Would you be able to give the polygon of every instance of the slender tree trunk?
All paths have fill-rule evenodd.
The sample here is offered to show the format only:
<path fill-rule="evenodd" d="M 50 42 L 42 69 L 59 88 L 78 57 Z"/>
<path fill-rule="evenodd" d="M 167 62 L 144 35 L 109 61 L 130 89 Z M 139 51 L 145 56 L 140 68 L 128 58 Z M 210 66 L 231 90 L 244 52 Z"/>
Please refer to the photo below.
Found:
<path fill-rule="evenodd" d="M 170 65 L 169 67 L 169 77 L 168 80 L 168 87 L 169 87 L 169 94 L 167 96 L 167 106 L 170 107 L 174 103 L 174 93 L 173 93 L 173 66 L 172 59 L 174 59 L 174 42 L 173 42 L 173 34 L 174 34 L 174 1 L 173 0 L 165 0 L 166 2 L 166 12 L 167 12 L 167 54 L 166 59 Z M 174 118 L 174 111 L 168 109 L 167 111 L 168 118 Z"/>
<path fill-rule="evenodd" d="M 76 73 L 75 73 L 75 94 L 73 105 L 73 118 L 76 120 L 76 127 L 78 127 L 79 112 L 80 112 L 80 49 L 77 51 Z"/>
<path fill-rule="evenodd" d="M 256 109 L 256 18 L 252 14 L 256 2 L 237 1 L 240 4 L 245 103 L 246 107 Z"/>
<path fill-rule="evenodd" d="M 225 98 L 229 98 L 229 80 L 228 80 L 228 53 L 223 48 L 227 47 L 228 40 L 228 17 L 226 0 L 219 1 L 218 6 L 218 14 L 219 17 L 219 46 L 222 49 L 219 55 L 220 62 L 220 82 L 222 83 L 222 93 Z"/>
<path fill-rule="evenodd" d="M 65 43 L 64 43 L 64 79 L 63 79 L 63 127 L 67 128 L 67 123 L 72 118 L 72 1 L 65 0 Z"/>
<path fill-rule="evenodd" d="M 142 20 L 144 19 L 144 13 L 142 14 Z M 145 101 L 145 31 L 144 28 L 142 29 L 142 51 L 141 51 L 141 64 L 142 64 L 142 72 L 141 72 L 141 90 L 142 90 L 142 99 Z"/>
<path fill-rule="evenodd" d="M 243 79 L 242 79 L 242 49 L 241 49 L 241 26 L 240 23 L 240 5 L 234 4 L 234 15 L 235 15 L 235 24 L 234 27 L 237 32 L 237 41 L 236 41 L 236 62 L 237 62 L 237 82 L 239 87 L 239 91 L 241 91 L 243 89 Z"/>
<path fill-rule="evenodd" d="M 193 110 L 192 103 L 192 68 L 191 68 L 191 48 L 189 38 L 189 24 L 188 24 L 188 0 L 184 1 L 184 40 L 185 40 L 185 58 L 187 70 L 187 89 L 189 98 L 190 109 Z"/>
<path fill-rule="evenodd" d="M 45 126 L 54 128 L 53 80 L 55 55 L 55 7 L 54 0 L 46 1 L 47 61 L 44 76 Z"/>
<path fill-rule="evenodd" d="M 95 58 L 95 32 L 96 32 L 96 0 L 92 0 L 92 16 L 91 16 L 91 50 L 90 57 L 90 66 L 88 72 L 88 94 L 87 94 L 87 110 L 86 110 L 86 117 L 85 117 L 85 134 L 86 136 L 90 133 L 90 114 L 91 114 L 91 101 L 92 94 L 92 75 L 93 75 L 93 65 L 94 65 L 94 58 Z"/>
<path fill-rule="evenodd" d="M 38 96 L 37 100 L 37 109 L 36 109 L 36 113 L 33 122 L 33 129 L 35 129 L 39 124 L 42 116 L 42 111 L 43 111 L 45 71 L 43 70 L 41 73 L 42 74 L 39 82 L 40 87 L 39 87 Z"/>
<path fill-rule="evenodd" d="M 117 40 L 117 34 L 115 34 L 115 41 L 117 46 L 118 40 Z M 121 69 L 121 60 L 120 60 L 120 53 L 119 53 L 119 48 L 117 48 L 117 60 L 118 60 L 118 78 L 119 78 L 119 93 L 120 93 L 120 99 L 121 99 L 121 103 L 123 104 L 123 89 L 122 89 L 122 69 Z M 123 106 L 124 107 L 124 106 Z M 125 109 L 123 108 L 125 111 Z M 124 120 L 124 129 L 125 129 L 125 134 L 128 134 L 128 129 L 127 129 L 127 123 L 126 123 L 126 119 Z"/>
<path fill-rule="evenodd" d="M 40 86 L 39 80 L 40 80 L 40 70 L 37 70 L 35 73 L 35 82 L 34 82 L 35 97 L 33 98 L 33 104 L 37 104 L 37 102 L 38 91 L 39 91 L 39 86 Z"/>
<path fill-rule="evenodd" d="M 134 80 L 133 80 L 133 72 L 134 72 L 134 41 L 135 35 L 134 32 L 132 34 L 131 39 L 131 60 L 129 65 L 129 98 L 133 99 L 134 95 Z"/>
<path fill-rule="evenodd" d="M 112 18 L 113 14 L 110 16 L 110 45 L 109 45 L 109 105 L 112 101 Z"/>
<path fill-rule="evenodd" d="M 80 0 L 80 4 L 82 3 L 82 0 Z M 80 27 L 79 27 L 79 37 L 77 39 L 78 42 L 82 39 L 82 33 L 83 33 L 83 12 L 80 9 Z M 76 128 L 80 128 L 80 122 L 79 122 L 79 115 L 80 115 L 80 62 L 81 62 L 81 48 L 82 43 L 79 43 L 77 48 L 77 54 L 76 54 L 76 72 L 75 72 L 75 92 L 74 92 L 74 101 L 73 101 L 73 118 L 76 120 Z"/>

■ Request
Could you reproduce all of the items above word for word, from the first line through the last?

■ Output for this exercise
Would you be able to give the polygon of every instance of the slender tree trunk?
All paths have fill-rule evenodd.
The sample here is offered to show the format only:
<path fill-rule="evenodd" d="M 50 42 L 42 69 L 59 88 L 78 57 Z"/>
<path fill-rule="evenodd" d="M 167 62 L 144 35 L 109 61 L 130 89 Z M 139 51 L 145 56 L 140 68 L 128 58 Z M 210 66 L 231 90 L 244 52 Z"/>
Please refer to the photo below.
Found:
<path fill-rule="evenodd" d="M 170 65 L 169 67 L 169 77 L 168 80 L 168 87 L 169 87 L 169 94 L 167 96 L 167 106 L 170 107 L 174 103 L 174 93 L 173 93 L 173 66 L 172 59 L 174 59 L 174 42 L 173 42 L 173 34 L 174 34 L 174 1 L 173 0 L 165 0 L 166 2 L 166 12 L 167 12 L 167 54 L 166 59 Z M 174 118 L 174 111 L 168 109 L 167 111 L 168 118 Z"/>
<path fill-rule="evenodd" d="M 76 73 L 75 73 L 75 94 L 73 105 L 73 118 L 76 120 L 76 127 L 78 127 L 79 112 L 80 112 L 80 49 L 77 51 Z"/>
<path fill-rule="evenodd" d="M 256 109 L 256 18 L 252 14 L 256 2 L 237 1 L 240 4 L 245 103 L 246 107 Z"/>
<path fill-rule="evenodd" d="M 225 98 L 229 98 L 229 80 L 228 80 L 228 53 L 223 48 L 227 47 L 228 40 L 228 17 L 226 0 L 219 1 L 218 6 L 218 14 L 219 17 L 219 46 L 222 49 L 219 55 L 220 62 L 220 82 L 222 83 L 222 93 Z"/>
<path fill-rule="evenodd" d="M 65 43 L 64 43 L 64 79 L 63 79 L 63 127 L 67 128 L 67 123 L 72 118 L 72 1 L 65 0 Z"/>
<path fill-rule="evenodd" d="M 142 20 L 144 19 L 144 13 L 142 14 Z M 145 101 L 145 31 L 144 28 L 142 29 L 142 51 L 141 51 L 141 64 L 142 64 L 142 72 L 141 72 L 141 90 L 142 90 L 142 99 Z"/>
<path fill-rule="evenodd" d="M 243 79 L 242 79 L 242 49 L 241 49 L 241 26 L 240 23 L 240 5 L 234 4 L 234 15 L 235 15 L 235 24 L 234 27 L 237 32 L 237 41 L 236 41 L 236 62 L 237 62 L 237 82 L 239 87 L 239 91 L 241 91 L 243 89 Z"/>
<path fill-rule="evenodd" d="M 193 110 L 192 103 L 192 68 L 191 68 L 191 48 L 189 38 L 189 24 L 188 24 L 188 0 L 184 1 L 184 40 L 185 40 L 185 58 L 187 70 L 187 89 L 189 98 L 190 109 Z"/>
<path fill-rule="evenodd" d="M 45 126 L 54 128 L 53 80 L 55 55 L 55 7 L 54 0 L 46 1 L 47 61 L 44 76 Z"/>
<path fill-rule="evenodd" d="M 95 58 L 95 32 L 96 32 L 96 0 L 92 0 L 92 16 L 91 16 L 91 50 L 90 57 L 90 66 L 88 72 L 88 94 L 87 94 L 87 110 L 86 110 L 86 117 L 85 117 L 85 134 L 86 136 L 90 133 L 90 114 L 91 114 L 91 101 L 92 94 L 92 75 L 93 75 L 93 65 L 94 65 L 94 58 Z"/>
<path fill-rule="evenodd" d="M 38 96 L 37 100 L 37 109 L 36 109 L 36 113 L 33 122 L 33 129 L 35 129 L 39 124 L 42 116 L 42 111 L 43 111 L 45 71 L 43 70 L 41 73 L 42 74 L 39 82 L 40 87 L 39 87 Z"/>
<path fill-rule="evenodd" d="M 117 40 L 117 34 L 115 34 L 115 41 L 117 46 L 118 40 Z M 121 69 L 121 60 L 120 60 L 120 53 L 119 53 L 119 48 L 117 48 L 117 60 L 118 60 L 118 78 L 119 78 L 119 93 L 120 93 L 120 99 L 121 99 L 121 103 L 123 104 L 123 89 L 122 89 L 122 69 Z M 123 106 L 124 107 L 124 106 Z M 125 109 L 123 108 L 125 111 Z M 124 120 L 124 129 L 125 129 L 125 134 L 128 134 L 128 129 L 127 129 L 127 123 L 126 123 L 126 119 Z"/>
<path fill-rule="evenodd" d="M 40 86 L 39 80 L 40 80 L 40 70 L 37 70 L 35 73 L 35 82 L 34 82 L 35 97 L 33 98 L 33 104 L 37 104 L 37 102 L 38 91 L 39 91 L 39 86 Z"/>
<path fill-rule="evenodd" d="M 134 80 L 133 80 L 133 72 L 134 72 L 134 41 L 135 35 L 134 32 L 132 34 L 131 39 L 131 60 L 129 65 L 129 98 L 133 99 L 134 95 Z"/>
<path fill-rule="evenodd" d="M 112 18 L 113 14 L 110 16 L 110 45 L 109 45 L 109 105 L 112 101 Z"/>
<path fill-rule="evenodd" d="M 80 0 L 80 4 L 82 3 L 82 0 Z M 80 27 L 79 27 L 79 37 L 77 39 L 78 42 L 82 39 L 82 33 L 83 33 L 83 12 L 80 9 Z M 76 128 L 80 128 L 80 122 L 79 122 L 79 115 L 80 115 L 80 62 L 81 62 L 81 48 L 82 43 L 79 43 L 77 48 L 77 54 L 76 54 L 76 72 L 75 72 L 75 92 L 74 92 L 74 101 L 73 101 L 73 118 L 76 120 Z"/>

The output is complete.